** Extract provided **
** Start **
Fortunately, Microsoft has been a strong supporter of CNCF, as they joined CNCF back in 2017 as a platinum member. Since then, they have made significant investments in a CNCF-compliant offering in the form of Azure Kubernetes Service (AKS). AKS combines the aforementioned benefits of a cloud-native computing with a fully managed offering – think of AKS as a PaaS solution that is also CNCF compliant.

Additionally, AKS addresses enterprise requirements such as compliance standards, integration with capabilities like Azure AD, Key Vault, Azure Files etc. Finally, offerings like Azure Dev Spaces and Azure DevOps greatly enhance the CI/ CD experience in working with cloud-native applications. I will be remiss not to talk about VS Code extension for Kubernetes that also brings a useful tooling to the mix.
** End **
** Challenges **
#1 Using the passage on Azure Kubernetes Service, mark each statement yes or no and quote the words of the passage that decide it.
(a) Microsoft joined CNCF in 2017 as a platinum member.
(b) The passage describes AKS as a self-managed offering.
(c) AKS integrates with Key Vault.
#2 Answer these questions from the passage on Azure Kubernetes Service.
(a) As what kind of solution does the passage suggest thinking of AKS?
(b) Which two offerings does it say enhance the CI/CD experience?
(c) What tooling for Kubernetes does the writer mention?
#3 Carry on the passage on Azure Kubernetes Service from its last sentence.

** Excerpted records **
** Start **
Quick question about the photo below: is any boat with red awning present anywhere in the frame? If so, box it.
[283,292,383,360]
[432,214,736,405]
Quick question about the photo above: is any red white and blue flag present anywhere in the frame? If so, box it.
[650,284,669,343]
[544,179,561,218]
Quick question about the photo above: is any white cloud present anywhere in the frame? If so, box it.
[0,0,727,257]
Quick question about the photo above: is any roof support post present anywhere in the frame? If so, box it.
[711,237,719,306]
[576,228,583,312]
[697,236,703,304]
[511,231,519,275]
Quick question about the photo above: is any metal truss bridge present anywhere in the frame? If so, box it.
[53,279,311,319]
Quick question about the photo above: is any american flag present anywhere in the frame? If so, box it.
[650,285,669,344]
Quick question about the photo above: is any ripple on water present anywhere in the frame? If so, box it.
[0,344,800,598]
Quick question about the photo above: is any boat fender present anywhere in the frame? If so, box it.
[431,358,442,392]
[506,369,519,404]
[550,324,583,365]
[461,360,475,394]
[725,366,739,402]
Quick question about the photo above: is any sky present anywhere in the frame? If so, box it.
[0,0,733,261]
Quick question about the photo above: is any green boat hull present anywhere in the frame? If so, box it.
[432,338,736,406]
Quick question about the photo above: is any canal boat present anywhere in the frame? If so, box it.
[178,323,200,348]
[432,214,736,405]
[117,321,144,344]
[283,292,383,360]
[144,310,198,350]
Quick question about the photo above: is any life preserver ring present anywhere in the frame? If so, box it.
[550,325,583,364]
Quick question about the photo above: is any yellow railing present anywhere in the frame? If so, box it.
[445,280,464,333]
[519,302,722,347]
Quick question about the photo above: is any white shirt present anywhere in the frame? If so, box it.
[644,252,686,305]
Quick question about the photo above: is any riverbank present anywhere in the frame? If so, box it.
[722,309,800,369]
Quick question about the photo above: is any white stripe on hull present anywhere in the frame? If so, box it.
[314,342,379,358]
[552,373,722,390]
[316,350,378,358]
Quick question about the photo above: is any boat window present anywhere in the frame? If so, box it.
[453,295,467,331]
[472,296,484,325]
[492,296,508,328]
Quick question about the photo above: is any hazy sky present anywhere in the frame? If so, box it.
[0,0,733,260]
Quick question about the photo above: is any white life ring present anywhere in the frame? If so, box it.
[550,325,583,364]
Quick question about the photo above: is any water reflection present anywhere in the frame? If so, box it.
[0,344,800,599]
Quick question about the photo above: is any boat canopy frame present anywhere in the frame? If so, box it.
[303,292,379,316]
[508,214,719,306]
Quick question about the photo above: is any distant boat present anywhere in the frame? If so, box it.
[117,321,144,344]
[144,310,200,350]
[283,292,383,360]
** End **
** Results for the exercise **
#1
(a) Yes: "they joined CNCF back in 2017 as a platinum member"
(b) No: "a fully managed offering"
(c) Yes: "integration with capabilities like Azure AD, Key Vault, Azure Files etc."

#2
(a) A PaaS solution that is also CNCF compliant.
(b) Azure Dev Spaces and Azure DevOps.
(c) The VS Code extension for Kubernetes.

#3
Cloud-Native Use Cases

Here are few key use cases for cloud-native applications. Microservices are something you would expect, of course.  Customers are also being used to run Apache Spark on AKS.  There is also thinking around managing IoT Edge deployments right from within the Kubernetes environment. Finally, “Lift and shift to containers” – this use case is getting a lot of attention from customers as the preferred route for moving on-premises applications to the cloud. Please refer to our recent blog post on this very topic “A “Modernize-by-Shifting” App Modernization Approach” for more details!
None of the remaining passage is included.